Directions
Count every line in the following entries where the word "giving" appears. Give the count alone.

Dataset excerpts

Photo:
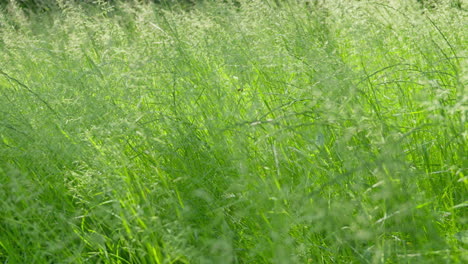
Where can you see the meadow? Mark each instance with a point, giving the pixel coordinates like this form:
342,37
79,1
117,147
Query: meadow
248,131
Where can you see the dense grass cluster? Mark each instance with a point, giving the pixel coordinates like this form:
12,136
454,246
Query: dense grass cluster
246,132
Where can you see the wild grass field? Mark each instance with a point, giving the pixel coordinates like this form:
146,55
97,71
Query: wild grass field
251,131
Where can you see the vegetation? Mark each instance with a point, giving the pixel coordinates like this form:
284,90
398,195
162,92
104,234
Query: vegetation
234,132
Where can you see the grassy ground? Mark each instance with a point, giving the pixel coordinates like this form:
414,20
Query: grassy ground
251,133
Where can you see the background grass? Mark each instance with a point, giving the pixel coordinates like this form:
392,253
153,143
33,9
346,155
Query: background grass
246,132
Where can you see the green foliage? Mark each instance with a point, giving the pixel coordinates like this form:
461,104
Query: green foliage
233,132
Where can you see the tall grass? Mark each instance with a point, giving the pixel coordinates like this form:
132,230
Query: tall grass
239,132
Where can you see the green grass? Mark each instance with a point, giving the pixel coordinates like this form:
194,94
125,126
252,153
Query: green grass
234,133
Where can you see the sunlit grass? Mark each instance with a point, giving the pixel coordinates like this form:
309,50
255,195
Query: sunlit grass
233,133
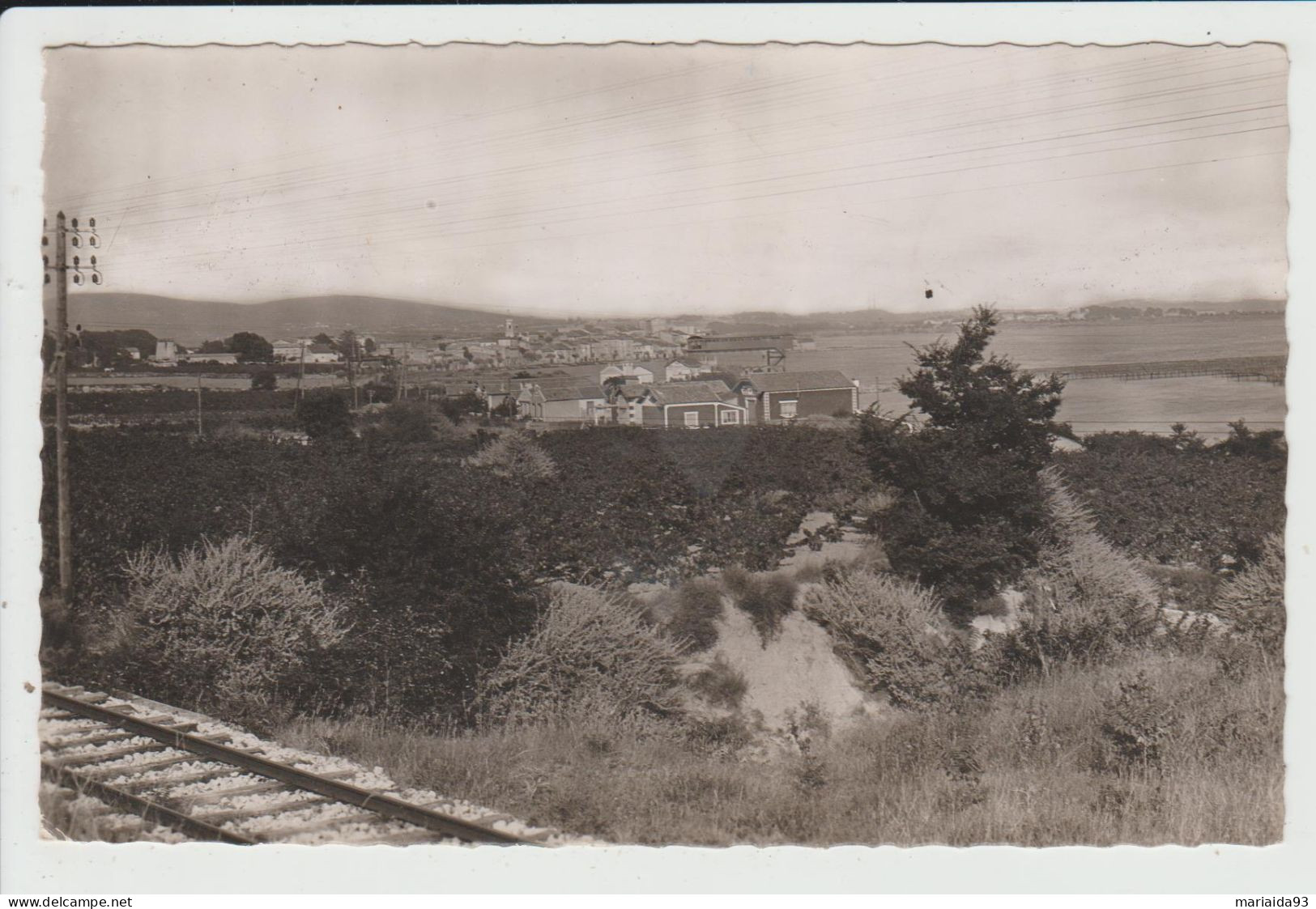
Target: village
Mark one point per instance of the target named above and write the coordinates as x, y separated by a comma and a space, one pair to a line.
659, 374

Written solution
10